━━ PASSAGE TO READ ━━

Doesn't "essence" mean something devoid of personality, character, incapable of change, without intelligence - that is, without attributes requiring a physical body? It makes sense, which is one reason why no true believer would agree with it. The abilities of seeing, hearing, choosing, and changing, understanding, character, and especially memories, are all attributed, by believers, to souls without bodies to experience or remember them!

You can confirm this unthinking belief for yourself. Go into any funeral parlor and listen to the believers in attendance. They will be talking about their experiences with the deceased in life as he/she lived coherently and aware. No one mentions the time when they first noticed that the person's soul began to leave, in an Alzheimer's or dementia state. Instead, true believers will say, "We will greet each other in Heaven," when in reality they, a.k.a., the "we," will be in the same state as the deceased!

On that subject, this reminds me of something Woody Allen said, "I don't mind dying. I just don't want to be there when it happens." I think of all the time I spent with people I've known who became victims of dementia or Alzheimer’s diseases. Or of the neighbor who died recently, in his 50's. In the hospital, his nurse spoke to him, turned her back, and turned around to find he had died. Were any of them, "there” when they died?

Perhaps primitive humans had to believe in or cling to the hope of a soul lasting beyond death, and found solace in that belief. After all, the need for self-preservation is in all sentient beings, not just humans. But humans, via their imaginations, think themselves exempt from an obvious law of nature. They desperately fear non-existence, and came to make their "souls," via their self-projected gods, equally immortal by osmosis with them. Why - there must be spirits controlling things, disembodied and knowing the unknowable, in control of the universe, just like our minds have learned to control our selves and surroundings, right?

In spite of overwhelming evidence to the contrary, the mighty spirit belief is still with us. There is still "God and gods, ancestor spirits, and ghosts." There are still the primitive body/soul, good/evil, temporal/eternal dichotomies hanging around. In spite of the fact that humans have been "playing God” for centuries now, people still believe in a god-essence, and believe in the god experts selling that hope of an eternal life of bliss. But aren't those believers buying a placebo against returning to the non-existence from which we all come? Isn't "redemptional saving" just another word for "selling?"

We have arrived at a place in our history where survival and a short life are not our primary concerns. Kings never lived as well as we do, with hundreds of years of accumulated music, arts, and the acquired wisdom available at our fingertips we take for granted. We also take for granted sanitation, inoculations, indoor plumbing, central heating, air conditioning, disease- free food, etc. There are pension plans and elder care available to us. Obviously, these life benefits are not enough for believers. They amass stuff on Earth; some buy into to the prosperity gospel movement. They want the good stuff now as well as after they die.

━━━
━━ RECORD EXCERPTS ━━

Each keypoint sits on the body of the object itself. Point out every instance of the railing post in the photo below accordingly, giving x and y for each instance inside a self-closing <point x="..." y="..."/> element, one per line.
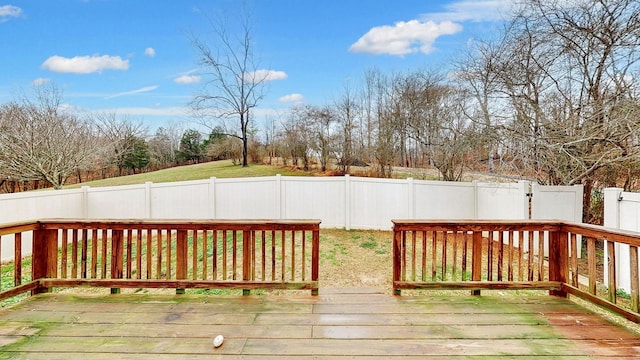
<point x="117" y="256"/>
<point x="476" y="260"/>
<point x="246" y="259"/>
<point x="45" y="256"/>
<point x="397" y="258"/>
<point x="315" y="257"/>
<point x="558" y="259"/>
<point x="182" y="252"/>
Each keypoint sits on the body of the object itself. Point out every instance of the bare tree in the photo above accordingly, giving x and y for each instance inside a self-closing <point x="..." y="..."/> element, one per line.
<point x="40" y="141"/>
<point x="122" y="136"/>
<point x="233" y="83"/>
<point x="347" y="111"/>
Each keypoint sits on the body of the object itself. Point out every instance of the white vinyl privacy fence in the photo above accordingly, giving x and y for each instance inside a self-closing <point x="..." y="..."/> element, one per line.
<point x="339" y="202"/>
<point x="621" y="211"/>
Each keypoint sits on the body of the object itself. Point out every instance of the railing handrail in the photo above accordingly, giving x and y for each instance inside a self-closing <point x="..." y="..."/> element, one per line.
<point x="598" y="231"/>
<point x="421" y="242"/>
<point x="245" y="247"/>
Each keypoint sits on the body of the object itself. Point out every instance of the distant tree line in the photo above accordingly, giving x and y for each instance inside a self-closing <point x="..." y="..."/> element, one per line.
<point x="554" y="97"/>
<point x="43" y="144"/>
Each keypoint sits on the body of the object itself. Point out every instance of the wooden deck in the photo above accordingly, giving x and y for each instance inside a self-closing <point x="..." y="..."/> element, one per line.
<point x="337" y="323"/>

━━━

— PROBLEM STATEMENT —
Please copy the passage on belief in the soul word for word, starting at the words "We have arrived" and stopping after "after they die.".

— OUTPUT BELOW —
We have arrived at a place in our history where survival and a short life are not our primary concerns. Kings never lived as well as we do, with hundreds of years of accumulated music, arts, and the acquired wisdom available at our fingertips we take for granted. We also take for granted sanitation, inoculations, indoor plumbing, central heating, air conditioning, disease- free food, etc. There are pension plans and elder care available to us. Obviously, these life benefits are not enough for believers. They amass stuff on Earth; some buy into to the prosperity gospel movement. They want the good stuff now as well as after they die.